■ **WRITTEN PROBLEM**
Convert every line of the listing below into a numbered list, skipping blank lines. Omit the pictures from your output.

▼

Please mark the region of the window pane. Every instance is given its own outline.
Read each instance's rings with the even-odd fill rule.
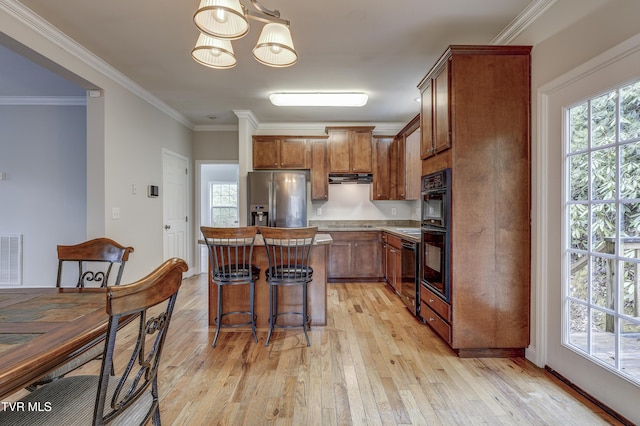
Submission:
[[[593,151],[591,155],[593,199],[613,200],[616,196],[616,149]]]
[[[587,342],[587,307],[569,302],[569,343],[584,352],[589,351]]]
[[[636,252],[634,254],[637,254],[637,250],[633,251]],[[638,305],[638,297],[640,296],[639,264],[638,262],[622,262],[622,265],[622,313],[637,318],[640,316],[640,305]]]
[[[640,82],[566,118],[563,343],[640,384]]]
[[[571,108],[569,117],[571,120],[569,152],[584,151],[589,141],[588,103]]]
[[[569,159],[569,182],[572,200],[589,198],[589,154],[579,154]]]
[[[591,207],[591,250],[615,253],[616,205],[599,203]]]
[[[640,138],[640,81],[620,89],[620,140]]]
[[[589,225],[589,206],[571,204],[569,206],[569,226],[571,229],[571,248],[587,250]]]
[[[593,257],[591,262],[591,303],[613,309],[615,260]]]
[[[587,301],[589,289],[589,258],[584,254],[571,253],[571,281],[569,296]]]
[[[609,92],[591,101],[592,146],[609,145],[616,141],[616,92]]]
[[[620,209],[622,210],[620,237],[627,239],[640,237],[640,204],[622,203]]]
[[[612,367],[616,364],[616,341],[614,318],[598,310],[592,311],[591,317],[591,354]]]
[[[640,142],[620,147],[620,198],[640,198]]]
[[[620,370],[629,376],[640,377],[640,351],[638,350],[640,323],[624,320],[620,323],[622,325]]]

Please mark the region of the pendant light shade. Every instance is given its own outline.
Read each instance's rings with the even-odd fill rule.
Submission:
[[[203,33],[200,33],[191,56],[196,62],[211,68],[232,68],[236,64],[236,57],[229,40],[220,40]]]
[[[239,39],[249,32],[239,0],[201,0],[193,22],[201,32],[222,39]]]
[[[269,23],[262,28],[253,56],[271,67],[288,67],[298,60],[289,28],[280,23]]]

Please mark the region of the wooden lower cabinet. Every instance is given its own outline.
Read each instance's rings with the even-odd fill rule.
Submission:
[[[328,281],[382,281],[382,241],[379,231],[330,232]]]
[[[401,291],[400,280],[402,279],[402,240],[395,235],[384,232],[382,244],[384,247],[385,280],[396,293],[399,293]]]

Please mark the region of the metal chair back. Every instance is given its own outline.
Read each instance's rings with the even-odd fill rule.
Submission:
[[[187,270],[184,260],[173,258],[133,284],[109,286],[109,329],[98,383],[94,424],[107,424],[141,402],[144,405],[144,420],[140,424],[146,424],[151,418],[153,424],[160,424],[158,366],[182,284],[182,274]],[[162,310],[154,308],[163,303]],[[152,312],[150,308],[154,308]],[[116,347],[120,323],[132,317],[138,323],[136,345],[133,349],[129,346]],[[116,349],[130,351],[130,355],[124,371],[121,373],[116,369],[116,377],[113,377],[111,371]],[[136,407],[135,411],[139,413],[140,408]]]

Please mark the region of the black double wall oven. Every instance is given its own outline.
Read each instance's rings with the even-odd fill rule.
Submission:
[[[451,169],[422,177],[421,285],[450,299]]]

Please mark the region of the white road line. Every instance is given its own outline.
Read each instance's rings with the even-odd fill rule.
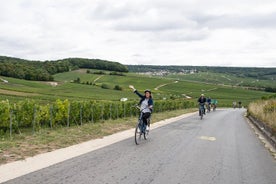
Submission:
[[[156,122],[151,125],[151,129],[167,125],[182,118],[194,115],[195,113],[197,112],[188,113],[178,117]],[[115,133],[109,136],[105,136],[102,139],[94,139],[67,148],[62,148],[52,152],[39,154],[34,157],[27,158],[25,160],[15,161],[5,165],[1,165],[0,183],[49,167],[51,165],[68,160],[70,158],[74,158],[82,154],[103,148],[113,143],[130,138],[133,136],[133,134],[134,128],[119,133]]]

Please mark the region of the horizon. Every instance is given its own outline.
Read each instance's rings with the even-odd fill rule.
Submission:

▲

■ **ANSWER TO THE TASK**
1. Please mark the region of the window pane. Every instance is given its own outline.
2. Read each instance's rings with the even-odd fill rule.
3. Submission:
4. [[[593,151],[591,155],[593,199],[613,200],[616,196],[616,149]]]
5. [[[587,342],[587,307],[569,302],[569,343],[584,352],[589,351]]]
6. [[[636,252],[634,254],[637,254],[637,250],[633,251]],[[638,305],[638,297],[640,296],[639,264],[638,262],[622,262],[622,265],[622,313],[637,318],[640,316],[640,305]]]
7. [[[640,82],[566,118],[563,343],[640,384]]]
8. [[[571,108],[569,117],[571,120],[569,152],[584,151],[589,141],[588,103]]]
9. [[[569,159],[569,182],[572,200],[589,198],[589,154],[579,154]]]
10. [[[591,207],[591,250],[615,253],[616,205],[599,203]]]
11. [[[640,138],[640,81],[620,89],[620,140]]]
12. [[[589,225],[589,206],[571,204],[569,206],[569,226],[571,229],[571,248],[587,250]]]
13. [[[593,257],[591,262],[591,303],[613,309],[615,260]]]
14. [[[587,301],[589,289],[589,258],[584,254],[571,253],[571,281],[569,296]]]
15. [[[609,92],[591,101],[592,146],[609,145],[616,141],[616,92]]]
16. [[[620,209],[622,210],[620,237],[627,239],[640,237],[640,204],[622,203]]]
17. [[[612,367],[616,364],[616,341],[614,318],[598,310],[592,311],[591,317],[591,354]]]
18. [[[640,142],[620,147],[620,198],[640,198]]]
19. [[[620,370],[629,376],[640,377],[640,351],[638,350],[640,323],[624,320],[620,323],[622,325]]]
20. Please mark the region of the pendant light shade. Every instance is given its own outline.
21. Read each instance's rings with the even-odd fill rule.
22. Submission:
23. [[[203,33],[200,33],[191,56],[196,62],[211,68],[232,68],[236,64],[236,57],[229,40],[220,40]]]
24. [[[239,39],[249,32],[239,0],[201,0],[193,22],[201,32],[222,39]]]
25. [[[269,23],[262,28],[253,56],[271,67],[288,67],[298,60],[289,28],[280,23]]]
26. Please mark the region of the wooden lower cabinet. Every instance is given its own outline.
27. Read each instance's rings with the even-odd fill rule.
28. Submission:
29. [[[328,281],[382,281],[382,241],[379,231],[330,232]]]
30. [[[401,291],[400,280],[402,279],[402,240],[395,235],[384,232],[382,244],[384,247],[385,280],[396,293],[399,293]]]
31. Please mark the region of the metal chair back. Every instance is given its own outline.
32. Read each instance's rings with the even-odd fill rule.
33. Submission:
34. [[[187,270],[184,260],[173,258],[133,284],[109,286],[109,329],[98,383],[94,424],[107,424],[141,402],[144,405],[144,420],[140,424],[146,424],[151,418],[153,424],[160,424],[158,366],[182,284],[182,274]],[[162,310],[154,308],[163,303]],[[152,312],[150,308],[154,308]],[[116,347],[120,323],[132,317],[138,323],[136,345],[133,349],[129,346]],[[116,349],[130,351],[130,355],[124,371],[121,373],[116,369],[116,377],[113,377],[111,371]],[[136,407],[135,411],[139,413],[140,408]]]
35. Please mark the region of the black double wall oven. Every instance is given its own outline.
36. Read each instance's rings with the even-odd fill rule.
37. Submission:
38. [[[451,169],[422,177],[421,285],[450,299]]]
39. Please mark the region of the white road line. Every instance is given its own outline.
40. Read each instance's rings with the even-odd fill rule.
41. Submission:
42. [[[156,122],[151,125],[151,129],[167,125],[182,118],[194,115],[195,113],[197,112],[188,113],[178,117]],[[115,133],[109,136],[105,136],[102,139],[94,139],[67,148],[62,148],[52,152],[39,154],[34,157],[27,158],[25,160],[15,161],[5,165],[1,165],[0,183],[49,167],[51,165],[68,160],[70,158],[74,158],[82,154],[103,148],[113,143],[130,138],[133,136],[133,134],[134,128],[119,133]]]
43. Please mark the region of the horizon. Every instance is given its own outline.
44. Read each instance's rings with the even-odd fill rule.
45. Submission:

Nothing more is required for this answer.